═══ Information given ═══

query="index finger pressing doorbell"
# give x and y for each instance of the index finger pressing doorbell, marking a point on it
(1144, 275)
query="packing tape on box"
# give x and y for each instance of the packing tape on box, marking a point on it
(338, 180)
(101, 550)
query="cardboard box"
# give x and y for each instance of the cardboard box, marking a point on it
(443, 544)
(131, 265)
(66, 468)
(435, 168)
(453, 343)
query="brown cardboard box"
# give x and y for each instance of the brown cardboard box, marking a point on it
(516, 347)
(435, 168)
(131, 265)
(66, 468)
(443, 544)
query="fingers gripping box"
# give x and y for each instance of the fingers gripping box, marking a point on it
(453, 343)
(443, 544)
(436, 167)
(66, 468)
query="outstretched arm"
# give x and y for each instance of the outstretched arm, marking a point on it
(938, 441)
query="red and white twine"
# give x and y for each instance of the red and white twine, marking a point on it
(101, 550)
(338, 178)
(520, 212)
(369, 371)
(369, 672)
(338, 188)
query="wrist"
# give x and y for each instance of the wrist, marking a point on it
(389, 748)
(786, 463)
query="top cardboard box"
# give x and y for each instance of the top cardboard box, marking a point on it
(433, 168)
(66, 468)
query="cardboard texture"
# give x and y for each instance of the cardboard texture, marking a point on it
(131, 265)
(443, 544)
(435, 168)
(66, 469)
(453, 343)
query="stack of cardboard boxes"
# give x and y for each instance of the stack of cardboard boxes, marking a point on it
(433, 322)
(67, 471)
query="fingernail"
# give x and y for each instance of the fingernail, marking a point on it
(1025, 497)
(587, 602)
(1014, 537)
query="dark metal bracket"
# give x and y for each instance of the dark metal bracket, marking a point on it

═══

### What the exercise asks
Without leaving anything out, quote all the data.

### Solution
query="index finger pressing doorbell"
# give x and y for each instance of the index finger pressing doorbell, marking a point on it
(1144, 275)
query="packing tape on box"
# give x and y for each instance of the packing tape on box, marking a point on it
(338, 180)
(101, 550)
query="cardboard box"
# give x and y for each instance of the cardboard box, marking a point on it
(443, 544)
(131, 265)
(66, 468)
(435, 168)
(453, 343)
query="brown cardboard box"
# give x and y for each instance of the brown cardboard box, marking a point on it
(516, 347)
(435, 168)
(131, 265)
(66, 468)
(443, 544)
query="fingers gripping box"
# give x and y for each instance of the fingers gripping box, marking a point on it
(453, 343)
(443, 544)
(436, 167)
(66, 468)
query="outstretched arm"
# give x and y for each instance of the outstretched arm, marking a point on it
(938, 441)
query="red and white twine"
# give x and y for each instance of the red and white twine, marking a point on it
(101, 550)
(338, 178)
(520, 212)
(369, 371)
(369, 672)
(338, 188)
query="wrist"
# give x and y for each instance of the wrist, marking a point on it
(389, 748)
(786, 463)
query="top cardboard box"
# give x and y for each instance of the top cardboard box, marking a point on it
(433, 168)
(66, 468)
query="cardboard texture"
# give x and y for each instance of the cardboard texture, marking a point on it
(131, 265)
(443, 544)
(435, 168)
(66, 469)
(453, 343)
query="stack of cardboard boxes"
# give x and y for each instance of the stack of cardboard boxes, marking a point on it
(433, 322)
(67, 471)
query="fingernail"
# give x and y for each instance of the fingernail, marking a point on it
(1025, 497)
(587, 602)
(1014, 537)
query="dark metal bracket"
# give x and y for each instance of the dark metal bracket, marking a point on it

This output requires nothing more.